STUDY TEXT:
------------
South Africa reusing decommissioned supercomputer hardware to compete on the global stage
South African researchers are reusing decommissioned supercomputer hardware to bolster the country’s high-performance computing infrastructure.
An initiative led by the Council for Scientific and Industrial Research (CSIR) sees this retired research computing hardware used at the University of the Witwatersrand and at institutions across Africa.
In February, CSIR senior engineer and lead mentor at the High Performance Computing (HPC) Ecosystems Project, Samuel Mathekga, delivered previously decommissioned servers to the university.
These were HPC models designed to run on research-grade Dell M1000e servers, which Wits will use for artificial intelligence and other high-performance computing tasks.
Mathekga explained that the decommissioned hardware donated by the HPC Ecosystems Project comes from various sources.
“Some are from the Square Kilometre Array project, some are from in-house at the CSIR, and some are from other high-performance institutions across the world,” he said.
The Square Kilometre Array (SKA) project, an international effort to build the world’s largest and most sensitive radio telescope, has South Africa hosting one of its major telescopes.
While the SKA project did not directly provide any decommissioned hardware, the CSIR said it funded the redeployment of the supercomputer modules.
------------
DATA BLOCK:

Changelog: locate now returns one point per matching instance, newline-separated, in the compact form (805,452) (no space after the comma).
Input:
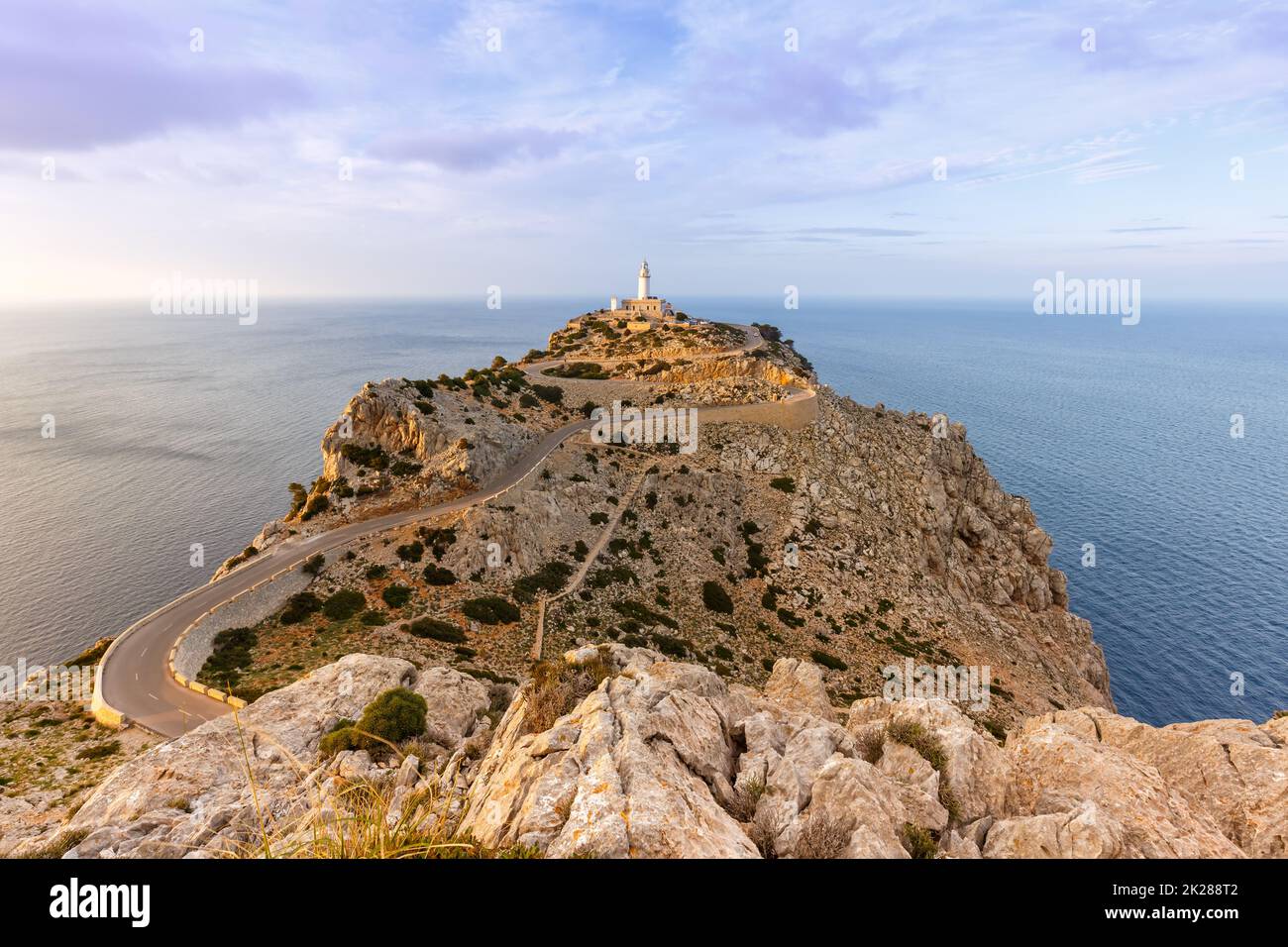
------------
EXERCISE INSTRUCTIONS:
1) Please list the sources of the donated decommissioned hardware that Mathekga names in the supercomputer hardware article.
2) Extend the supercomputer hardware article, picking up after its last sentence.
Nothing in the lines matters here.

SOLVED TASKS:
1)
- The Square Kilometre Array project
- In-house at the CSIR
- Other high-performance institutions across the world

2)
Wits is just one hub to which the HPC Ecosystems Project sent the decommissioned hardware, according to Project Lead and CSIR senior technologist Bryan Johnston.
“Over its first decade, the project redeployed 35 entry-level HPC systems across 11 African countries,” he said.
“It paired each installation with skills transfer through more than 30 formal training workshops for over 700 participants.”
Johnston explained that the result was a set of locally run HPC hubs across the continent, linked by a shared software and an active community of practice.
He said that the rollout strengthens regional cyberinfrastructure readiness and enables African teams to participate in data and compute-intensive research at a global level.
Decommissioned hardware allowed Wits to compete internationally

Student-led teams in African countries are using the HPC hardware to compete at an international level in global HPC competitions.
“They are an example of how, being provided with access to HPC, they’ve been able to fly and do their own thing. They’ve now built a pipeline of talent,” said Johnston.
At Wits, the HPC and Big Data Interest Group recently attended an international competition using the CSIR-provided hardware as its infrastructure backbone.
The student-led group used the hardware to run massively complex weather simulations, protein-folding problems, and fluid dynamics models.
“The protein folding example was exciting for me because it was the first time I saw my visualisation at one of these competitions,” said Wits student Kevin Ebrahim.
“It was very eye-opening to see all the work that went into just a simple video clip of the protein folding.”
Reinhard Jansen van Vuuren, a senior member of the Wits HPC group, said the team’s weather simulations were important for understanding climate change.
“In these simulations, you’re able to predict heatwaves, storms, rain, and different pressures in certain areas,” he said.
“All of these are then combined to provide not only visuals, but also data to predict natural disasters.”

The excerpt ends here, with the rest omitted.